# Set task:
Rewrite only the lines starting with the one containing "the woman's neck" and going on through the one containing "x=841 y=550", with "fields" changed to "values" and all else left as it is.

━━━━━━━━━━

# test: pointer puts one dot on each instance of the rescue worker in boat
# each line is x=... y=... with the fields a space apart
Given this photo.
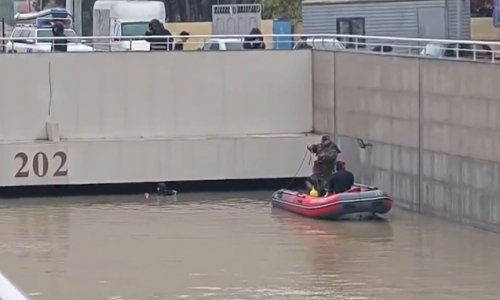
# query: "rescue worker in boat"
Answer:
x=342 y=180
x=324 y=165
x=155 y=27
x=59 y=45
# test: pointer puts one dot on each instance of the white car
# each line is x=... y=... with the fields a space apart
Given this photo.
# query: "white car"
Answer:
x=223 y=44
x=32 y=39
x=331 y=44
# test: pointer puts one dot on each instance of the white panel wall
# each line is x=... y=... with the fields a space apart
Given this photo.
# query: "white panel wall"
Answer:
x=133 y=95
x=91 y=161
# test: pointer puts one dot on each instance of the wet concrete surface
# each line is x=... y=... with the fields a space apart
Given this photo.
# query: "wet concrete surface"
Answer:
x=235 y=246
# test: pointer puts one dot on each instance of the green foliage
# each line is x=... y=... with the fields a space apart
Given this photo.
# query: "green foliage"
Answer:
x=282 y=9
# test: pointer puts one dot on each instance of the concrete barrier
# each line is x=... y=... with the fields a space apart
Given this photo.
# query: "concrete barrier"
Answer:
x=432 y=124
x=134 y=95
x=150 y=160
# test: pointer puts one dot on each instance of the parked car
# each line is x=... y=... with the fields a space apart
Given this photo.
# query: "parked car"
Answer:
x=34 y=39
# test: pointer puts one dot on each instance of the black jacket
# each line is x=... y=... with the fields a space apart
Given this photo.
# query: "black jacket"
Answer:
x=254 y=42
x=340 y=182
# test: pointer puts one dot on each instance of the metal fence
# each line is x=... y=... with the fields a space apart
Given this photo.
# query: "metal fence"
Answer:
x=431 y=48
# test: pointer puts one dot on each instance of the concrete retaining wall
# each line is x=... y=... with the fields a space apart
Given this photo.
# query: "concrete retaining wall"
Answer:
x=132 y=95
x=433 y=127
x=137 y=117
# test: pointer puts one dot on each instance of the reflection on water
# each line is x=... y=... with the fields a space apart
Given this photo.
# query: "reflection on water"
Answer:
x=235 y=246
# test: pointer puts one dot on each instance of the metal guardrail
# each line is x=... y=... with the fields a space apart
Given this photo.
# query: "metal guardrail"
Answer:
x=434 y=48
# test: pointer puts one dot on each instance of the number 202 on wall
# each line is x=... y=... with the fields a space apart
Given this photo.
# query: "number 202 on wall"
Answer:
x=40 y=164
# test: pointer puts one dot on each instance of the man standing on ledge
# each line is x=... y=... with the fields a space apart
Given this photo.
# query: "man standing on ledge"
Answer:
x=323 y=167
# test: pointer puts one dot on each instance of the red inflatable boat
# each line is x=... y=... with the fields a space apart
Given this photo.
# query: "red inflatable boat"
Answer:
x=358 y=200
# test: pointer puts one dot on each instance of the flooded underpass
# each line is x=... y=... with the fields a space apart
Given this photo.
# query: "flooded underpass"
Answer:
x=235 y=246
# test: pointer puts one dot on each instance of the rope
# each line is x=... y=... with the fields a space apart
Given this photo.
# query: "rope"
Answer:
x=298 y=170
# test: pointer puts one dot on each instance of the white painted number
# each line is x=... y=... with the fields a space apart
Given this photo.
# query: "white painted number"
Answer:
x=40 y=164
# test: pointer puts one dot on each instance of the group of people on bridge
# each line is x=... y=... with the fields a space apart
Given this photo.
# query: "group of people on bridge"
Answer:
x=330 y=175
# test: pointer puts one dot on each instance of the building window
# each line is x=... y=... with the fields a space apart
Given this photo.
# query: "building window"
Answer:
x=481 y=8
x=352 y=26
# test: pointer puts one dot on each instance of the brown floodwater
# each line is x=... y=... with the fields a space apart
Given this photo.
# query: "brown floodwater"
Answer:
x=235 y=246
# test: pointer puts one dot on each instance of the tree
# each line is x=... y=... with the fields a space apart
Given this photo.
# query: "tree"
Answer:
x=282 y=9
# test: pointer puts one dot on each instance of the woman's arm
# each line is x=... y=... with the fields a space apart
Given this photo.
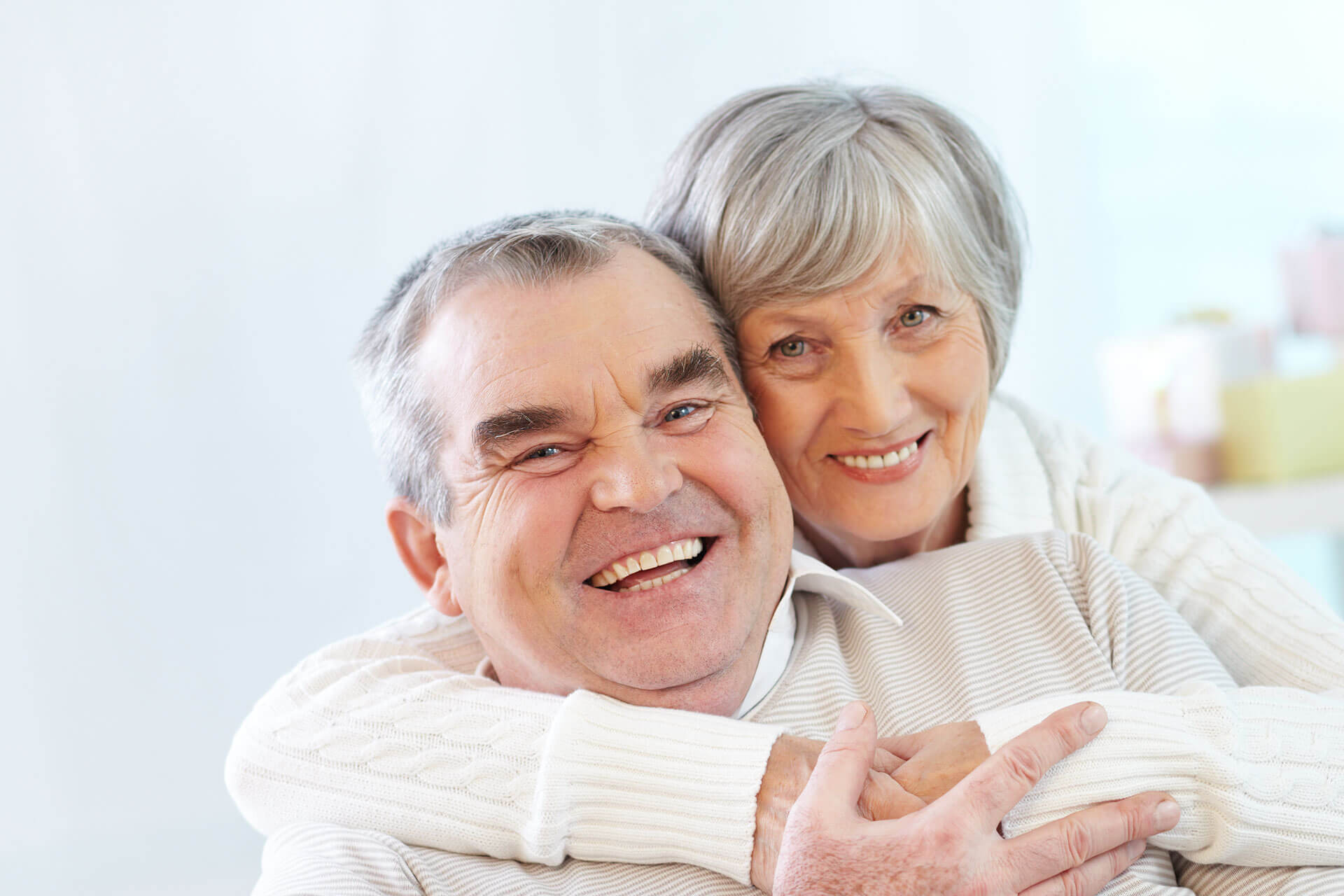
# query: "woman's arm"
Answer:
x=390 y=731
x=1262 y=621
x=1259 y=771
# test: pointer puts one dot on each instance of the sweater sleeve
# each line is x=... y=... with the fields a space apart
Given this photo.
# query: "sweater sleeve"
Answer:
x=387 y=731
x=1259 y=771
x=1262 y=621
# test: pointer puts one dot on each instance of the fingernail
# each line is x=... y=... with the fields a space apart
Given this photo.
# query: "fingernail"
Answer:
x=851 y=716
x=1167 y=814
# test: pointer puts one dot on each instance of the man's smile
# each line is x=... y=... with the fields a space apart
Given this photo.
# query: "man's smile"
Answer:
x=652 y=567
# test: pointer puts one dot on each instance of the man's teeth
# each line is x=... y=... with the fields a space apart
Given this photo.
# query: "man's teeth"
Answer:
x=683 y=550
x=654 y=583
x=878 y=461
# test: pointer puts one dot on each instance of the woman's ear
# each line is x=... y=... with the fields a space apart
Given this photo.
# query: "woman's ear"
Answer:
x=417 y=546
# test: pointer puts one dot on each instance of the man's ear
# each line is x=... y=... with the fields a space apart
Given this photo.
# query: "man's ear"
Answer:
x=417 y=546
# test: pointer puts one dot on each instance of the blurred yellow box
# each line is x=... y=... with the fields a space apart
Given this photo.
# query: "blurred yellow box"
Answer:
x=1282 y=429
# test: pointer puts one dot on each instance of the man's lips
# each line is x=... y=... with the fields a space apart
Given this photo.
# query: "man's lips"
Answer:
x=652 y=567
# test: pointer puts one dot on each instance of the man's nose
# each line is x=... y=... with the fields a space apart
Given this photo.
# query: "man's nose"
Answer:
x=638 y=476
x=872 y=390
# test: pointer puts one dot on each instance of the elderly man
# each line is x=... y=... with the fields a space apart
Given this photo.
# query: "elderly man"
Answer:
x=554 y=397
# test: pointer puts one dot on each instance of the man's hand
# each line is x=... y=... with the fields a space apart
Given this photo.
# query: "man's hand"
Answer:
x=787 y=774
x=906 y=774
x=934 y=761
x=952 y=846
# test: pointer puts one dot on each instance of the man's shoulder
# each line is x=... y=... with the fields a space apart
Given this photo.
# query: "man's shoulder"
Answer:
x=1035 y=567
x=424 y=630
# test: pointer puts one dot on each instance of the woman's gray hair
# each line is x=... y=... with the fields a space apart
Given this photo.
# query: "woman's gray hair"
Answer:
x=530 y=251
x=790 y=192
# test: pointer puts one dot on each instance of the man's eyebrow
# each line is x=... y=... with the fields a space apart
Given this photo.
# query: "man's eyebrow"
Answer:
x=699 y=365
x=498 y=430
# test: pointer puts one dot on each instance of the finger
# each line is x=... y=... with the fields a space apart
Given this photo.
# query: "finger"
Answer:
x=904 y=747
x=843 y=766
x=1000 y=782
x=885 y=761
x=885 y=799
x=1074 y=840
x=1089 y=878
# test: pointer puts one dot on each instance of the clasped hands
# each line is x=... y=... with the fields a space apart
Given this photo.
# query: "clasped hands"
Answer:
x=921 y=813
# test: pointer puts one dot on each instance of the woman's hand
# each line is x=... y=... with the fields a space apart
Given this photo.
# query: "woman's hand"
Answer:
x=952 y=846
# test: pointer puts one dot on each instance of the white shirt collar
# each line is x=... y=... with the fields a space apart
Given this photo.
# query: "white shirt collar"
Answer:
x=806 y=574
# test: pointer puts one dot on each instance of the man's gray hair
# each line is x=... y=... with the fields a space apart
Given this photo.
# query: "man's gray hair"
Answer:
x=530 y=251
x=788 y=192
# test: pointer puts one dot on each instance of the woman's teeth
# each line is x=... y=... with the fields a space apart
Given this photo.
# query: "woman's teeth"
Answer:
x=878 y=461
x=683 y=550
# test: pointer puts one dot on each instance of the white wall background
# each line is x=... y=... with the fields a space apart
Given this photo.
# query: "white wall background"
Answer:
x=201 y=203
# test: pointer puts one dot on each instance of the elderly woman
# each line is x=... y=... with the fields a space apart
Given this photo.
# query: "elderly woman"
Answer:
x=867 y=250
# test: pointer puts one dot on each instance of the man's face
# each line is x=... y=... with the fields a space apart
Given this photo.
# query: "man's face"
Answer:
x=590 y=421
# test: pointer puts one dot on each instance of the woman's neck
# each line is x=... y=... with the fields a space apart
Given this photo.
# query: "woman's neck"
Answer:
x=841 y=550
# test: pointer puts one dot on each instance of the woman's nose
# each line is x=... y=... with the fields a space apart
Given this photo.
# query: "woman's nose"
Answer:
x=873 y=393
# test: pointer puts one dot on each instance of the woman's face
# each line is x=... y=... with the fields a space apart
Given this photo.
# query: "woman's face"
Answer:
x=873 y=399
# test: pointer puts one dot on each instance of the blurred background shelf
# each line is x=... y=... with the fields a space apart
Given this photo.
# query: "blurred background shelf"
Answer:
x=1285 y=508
x=1301 y=522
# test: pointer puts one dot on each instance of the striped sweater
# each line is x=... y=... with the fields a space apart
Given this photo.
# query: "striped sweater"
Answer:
x=986 y=626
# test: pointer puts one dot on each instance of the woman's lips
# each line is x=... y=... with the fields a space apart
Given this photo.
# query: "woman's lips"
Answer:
x=894 y=464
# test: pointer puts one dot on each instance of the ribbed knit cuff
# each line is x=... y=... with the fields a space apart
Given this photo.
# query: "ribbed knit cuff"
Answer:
x=648 y=786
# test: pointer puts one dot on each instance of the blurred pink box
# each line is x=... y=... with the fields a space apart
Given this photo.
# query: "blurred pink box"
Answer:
x=1313 y=277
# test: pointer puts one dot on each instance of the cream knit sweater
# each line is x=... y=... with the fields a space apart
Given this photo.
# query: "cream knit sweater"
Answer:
x=385 y=731
x=983 y=625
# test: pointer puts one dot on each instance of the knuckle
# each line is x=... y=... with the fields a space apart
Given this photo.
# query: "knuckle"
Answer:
x=1136 y=816
x=1073 y=883
x=1077 y=843
x=1022 y=763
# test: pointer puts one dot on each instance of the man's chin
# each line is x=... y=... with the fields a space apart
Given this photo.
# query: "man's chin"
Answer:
x=708 y=684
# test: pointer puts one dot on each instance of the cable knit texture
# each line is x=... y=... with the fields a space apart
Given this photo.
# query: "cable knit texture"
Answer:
x=385 y=729
x=984 y=625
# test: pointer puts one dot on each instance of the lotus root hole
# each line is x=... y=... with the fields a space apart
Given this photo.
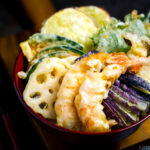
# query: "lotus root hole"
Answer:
x=54 y=72
x=41 y=78
x=50 y=91
x=35 y=95
x=43 y=105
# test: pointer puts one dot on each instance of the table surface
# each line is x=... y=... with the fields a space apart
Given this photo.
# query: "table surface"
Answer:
x=9 y=49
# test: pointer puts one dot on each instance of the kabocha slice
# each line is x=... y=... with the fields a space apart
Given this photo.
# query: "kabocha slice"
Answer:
x=72 y=24
x=97 y=14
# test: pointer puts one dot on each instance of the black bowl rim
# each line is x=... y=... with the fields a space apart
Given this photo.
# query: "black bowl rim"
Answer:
x=59 y=128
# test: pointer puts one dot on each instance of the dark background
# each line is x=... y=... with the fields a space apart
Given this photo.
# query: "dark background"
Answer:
x=14 y=19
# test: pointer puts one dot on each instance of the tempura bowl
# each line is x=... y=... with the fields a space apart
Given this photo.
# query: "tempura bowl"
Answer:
x=66 y=134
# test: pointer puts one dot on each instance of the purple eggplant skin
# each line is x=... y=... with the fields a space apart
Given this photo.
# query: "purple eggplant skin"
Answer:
x=128 y=114
x=111 y=113
x=136 y=82
x=131 y=100
x=86 y=55
x=134 y=92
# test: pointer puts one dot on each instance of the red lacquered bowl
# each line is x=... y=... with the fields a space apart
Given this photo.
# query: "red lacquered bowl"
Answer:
x=66 y=134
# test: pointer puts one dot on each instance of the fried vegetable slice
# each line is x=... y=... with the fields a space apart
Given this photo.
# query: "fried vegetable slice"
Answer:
x=97 y=14
x=72 y=24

━━━━━━━━━━

# Solved problem:
# test: pointer puts one dot on each instance of the woman's neck
# each line is x=... y=... with the values a space apart
Given this photo.
# query: "woman's neck"
Answer:
x=841 y=550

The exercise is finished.